**About this exercise**
Every entry below needs to be copied exactly.

+++ The data

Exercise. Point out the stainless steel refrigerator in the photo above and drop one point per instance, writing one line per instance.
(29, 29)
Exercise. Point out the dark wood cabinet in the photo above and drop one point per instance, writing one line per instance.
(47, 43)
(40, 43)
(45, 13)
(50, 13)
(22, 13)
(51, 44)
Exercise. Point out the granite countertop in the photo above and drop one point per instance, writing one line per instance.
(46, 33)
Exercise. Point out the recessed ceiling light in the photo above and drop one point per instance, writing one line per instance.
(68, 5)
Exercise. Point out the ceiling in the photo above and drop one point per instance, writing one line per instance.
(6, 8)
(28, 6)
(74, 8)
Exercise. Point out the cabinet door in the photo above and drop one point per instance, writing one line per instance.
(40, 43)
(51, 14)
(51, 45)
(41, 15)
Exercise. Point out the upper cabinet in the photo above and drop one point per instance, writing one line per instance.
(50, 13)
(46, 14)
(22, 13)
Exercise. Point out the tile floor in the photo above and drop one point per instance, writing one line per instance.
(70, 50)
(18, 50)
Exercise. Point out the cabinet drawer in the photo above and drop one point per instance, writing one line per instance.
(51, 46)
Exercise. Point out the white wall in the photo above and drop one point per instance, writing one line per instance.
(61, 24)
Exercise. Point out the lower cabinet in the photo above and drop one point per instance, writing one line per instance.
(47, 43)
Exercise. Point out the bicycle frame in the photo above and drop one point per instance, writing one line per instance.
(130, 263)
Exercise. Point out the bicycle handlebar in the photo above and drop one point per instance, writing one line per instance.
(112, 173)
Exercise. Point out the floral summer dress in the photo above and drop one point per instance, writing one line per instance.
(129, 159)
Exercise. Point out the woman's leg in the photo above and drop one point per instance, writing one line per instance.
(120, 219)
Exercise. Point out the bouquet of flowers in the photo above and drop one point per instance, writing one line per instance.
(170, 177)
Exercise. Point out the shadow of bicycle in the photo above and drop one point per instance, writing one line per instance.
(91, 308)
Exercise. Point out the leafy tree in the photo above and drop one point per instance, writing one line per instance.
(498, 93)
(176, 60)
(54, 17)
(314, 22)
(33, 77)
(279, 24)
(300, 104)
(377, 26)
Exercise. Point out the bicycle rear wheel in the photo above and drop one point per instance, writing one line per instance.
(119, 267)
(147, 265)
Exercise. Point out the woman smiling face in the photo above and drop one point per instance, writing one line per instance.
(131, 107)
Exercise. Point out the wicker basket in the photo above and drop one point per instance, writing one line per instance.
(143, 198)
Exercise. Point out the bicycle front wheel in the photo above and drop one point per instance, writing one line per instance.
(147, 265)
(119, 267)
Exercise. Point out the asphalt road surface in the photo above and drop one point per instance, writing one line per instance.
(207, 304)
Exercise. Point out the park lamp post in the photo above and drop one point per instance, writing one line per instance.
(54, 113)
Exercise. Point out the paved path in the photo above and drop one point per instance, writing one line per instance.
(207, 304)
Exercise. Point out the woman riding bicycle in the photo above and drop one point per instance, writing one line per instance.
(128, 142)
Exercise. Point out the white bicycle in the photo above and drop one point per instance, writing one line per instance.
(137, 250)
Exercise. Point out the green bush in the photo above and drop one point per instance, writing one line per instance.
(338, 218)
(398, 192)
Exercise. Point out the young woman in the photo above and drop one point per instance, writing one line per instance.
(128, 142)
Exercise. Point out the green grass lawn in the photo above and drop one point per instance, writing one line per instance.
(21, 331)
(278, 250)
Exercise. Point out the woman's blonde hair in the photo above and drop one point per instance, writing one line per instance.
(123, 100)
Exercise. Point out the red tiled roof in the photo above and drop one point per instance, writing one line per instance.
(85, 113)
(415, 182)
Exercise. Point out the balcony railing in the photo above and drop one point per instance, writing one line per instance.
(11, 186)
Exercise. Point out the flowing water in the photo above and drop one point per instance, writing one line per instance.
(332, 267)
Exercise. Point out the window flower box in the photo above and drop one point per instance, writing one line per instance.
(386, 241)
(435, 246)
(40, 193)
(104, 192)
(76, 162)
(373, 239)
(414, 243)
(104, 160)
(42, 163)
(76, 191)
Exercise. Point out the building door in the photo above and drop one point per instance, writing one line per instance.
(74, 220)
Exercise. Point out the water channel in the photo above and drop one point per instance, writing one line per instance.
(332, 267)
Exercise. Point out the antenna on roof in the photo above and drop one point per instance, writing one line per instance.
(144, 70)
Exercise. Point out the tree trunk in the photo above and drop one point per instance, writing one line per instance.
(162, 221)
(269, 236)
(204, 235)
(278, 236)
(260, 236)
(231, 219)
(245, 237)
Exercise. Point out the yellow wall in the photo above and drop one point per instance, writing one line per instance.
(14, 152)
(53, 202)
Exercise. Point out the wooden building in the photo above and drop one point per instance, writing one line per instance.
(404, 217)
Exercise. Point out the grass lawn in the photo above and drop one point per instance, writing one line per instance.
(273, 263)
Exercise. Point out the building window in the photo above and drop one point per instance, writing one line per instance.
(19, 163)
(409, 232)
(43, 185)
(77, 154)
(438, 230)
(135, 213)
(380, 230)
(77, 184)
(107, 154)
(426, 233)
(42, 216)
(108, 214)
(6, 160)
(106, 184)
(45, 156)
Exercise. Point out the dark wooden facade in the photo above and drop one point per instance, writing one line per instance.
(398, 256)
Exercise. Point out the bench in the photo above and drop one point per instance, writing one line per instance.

++++++

**Solved problem**
Exercise. Point out the stainless steel refrigerator in the photo above and drop one point per instance, writing one line per instance.
(29, 29)
Exercise. Point out the dark wood cabinet in the photo above and drop one point per instance, writing one line per instance.
(47, 43)
(40, 43)
(45, 13)
(50, 13)
(22, 13)
(51, 44)
Exercise. Point out the granite countertop in the photo above and drop one point per instance, writing one line per instance.
(46, 33)
Exercise. Point out the recessed ceiling light in the photo above and drop one point per instance, writing one line per instance.
(68, 5)
Exercise. Point out the ceiling in the photo above and drop one point per instance, writing one line per instance.
(6, 8)
(28, 6)
(74, 8)
Exercise. Point out the cabinet door in the photo above and drop one point per instance, writing one line per instance.
(40, 43)
(51, 14)
(51, 45)
(41, 15)
Exercise. Point out the upper cabinet in the photo above and drop one point per instance, writing one line per instance.
(50, 13)
(46, 14)
(22, 13)
Exercise. Point out the tile floor in the photo above and drop one point per instance, writing one line per instance.
(70, 50)
(18, 50)
Exercise. Point out the cabinet drawer in the photo above and drop one point per instance, writing one line per instance.
(51, 46)
Exercise. Point out the white wall in the photo above and drop one point per instance, writing one line per instance.
(61, 24)
Exercise. Point out the lower cabinet in the photo above and drop one point per instance, writing one line per instance.
(47, 43)
Exercise. Point out the bicycle frame in the photo above and drop one point per instance, writing one line per instance.
(130, 263)
Exercise. Point out the bicycle handlebar in the photo above and drop one point per instance, writing one line per instance.
(112, 173)
Exercise. Point out the floral summer dress in the photo above and drop one point per instance, writing one line per instance.
(129, 159)
Exercise. Point out the woman's leg in the photo above and drop one point per instance, writing one line per instance.
(120, 219)
Exercise. Point out the bouquet of flowers in the photo above and drop one point per instance, writing one line per instance.
(170, 177)
Exercise. Point out the shadow of bicycle in the photo above and drop one point per instance, writing one line per instance.
(91, 308)
Exercise. Point out the leafy tree in the photo above and drop one point per instance, writing one line per instance.
(498, 93)
(176, 60)
(54, 17)
(314, 22)
(33, 77)
(279, 24)
(300, 104)
(377, 26)
Exercise. Point out the bicycle rear wheel in the photo above and drop one point per instance, writing one line per instance.
(119, 267)
(147, 265)
Exercise. Point out the woman smiling face in the photo above and drop one point per instance, writing one line per instance.
(131, 107)
Exercise. Point out the wicker basket in the photo above and drop one point per instance, writing one line per instance.
(143, 198)
Exercise. Point out the bicycle front wheel in the photo above and drop one point per instance, writing one line per instance.
(147, 265)
(119, 267)
Exercise. Point out the asphalt road surface in the photo above and drop one point per instance, writing one line per instance.
(207, 304)
Exercise. Point out the park lamp post in the photo above and drop one point per instance, writing one line per instance.
(54, 113)
Exercise. Point out the paved path in the photo above and drop one point per instance, writing one line per instance.
(207, 304)
Exercise. Point out the woman riding bicycle in the photo above and drop one point per instance, writing one line per instance.
(128, 142)
Exercise. Point out the white bicycle in the photo above and drop one point per instance, writing one line per instance.
(137, 250)
Exercise. Point out the green bush in the photo above and drop one point per instance, writing one line per instance.
(338, 218)
(398, 192)
Exercise. Point out the young woman in the photo above and drop one point per instance, writing one line per instance.
(128, 142)
Exercise. Point out the green grass lawn in the photo above and drop one point per instance, writing one line per instance.
(21, 331)
(278, 250)
Exercise. Point out the woman's blonde hair in the photo above and drop one point per instance, writing one line per instance.
(123, 100)
Exercise. Point out the red tiled roof in the photo above and drop one point per instance, writing one line per instance.
(85, 113)
(415, 182)
Exercise. Point out the balcony railing in the photo above and drop one point per instance, writing one line per instance.
(11, 186)
Exercise. Point out the flowing water in the photo above and drop one point per instance, writing one line per instance.
(332, 267)
Exercise. Point out the window flower box in the photo above and drop one point per instance, writing one line per instance.
(386, 241)
(435, 246)
(40, 193)
(104, 192)
(76, 162)
(373, 239)
(414, 243)
(104, 160)
(42, 163)
(76, 191)
Exercise. Point out the building door in the photo above and drop one point per instance, writing one line per instance.
(74, 220)
Exercise. Point out the water channel in the photo above and drop one point per instance, writing one line per instance.
(332, 267)
Exercise. Point out the antenna on roof in the photo above and drop one point per instance, writing one line per instance.
(144, 70)
Exercise. Point out the tree trunk in the photo above and drop one point per instance, writing one line per instance.
(162, 221)
(269, 236)
(204, 235)
(278, 236)
(260, 236)
(231, 219)
(245, 237)
Exercise. Point out the yellow wall in the photo above and drop one point per instance, writing one line per instance.
(14, 152)
(53, 202)
Exercise. Point out the wooden building in the photo above and drop one point per instance, writing one line per instance.
(404, 217)
Exercise. Point out the grass lawn in the photo above and drop one point per instance, writing one line per instance.
(273, 263)
Exercise. Point out the building window in the photo above and drop one point per instance, writing one line per instance.
(19, 163)
(409, 232)
(43, 185)
(77, 154)
(438, 230)
(135, 213)
(380, 230)
(77, 184)
(107, 154)
(426, 233)
(42, 216)
(108, 214)
(6, 160)
(106, 184)
(45, 156)
Exercise. Point out the dark wooden facade in the photo above and drop one point per instance, writing one line per instance.
(398, 256)
Exercise. Point out the bench in the photo above and drop one point per instance, writing one line per instance.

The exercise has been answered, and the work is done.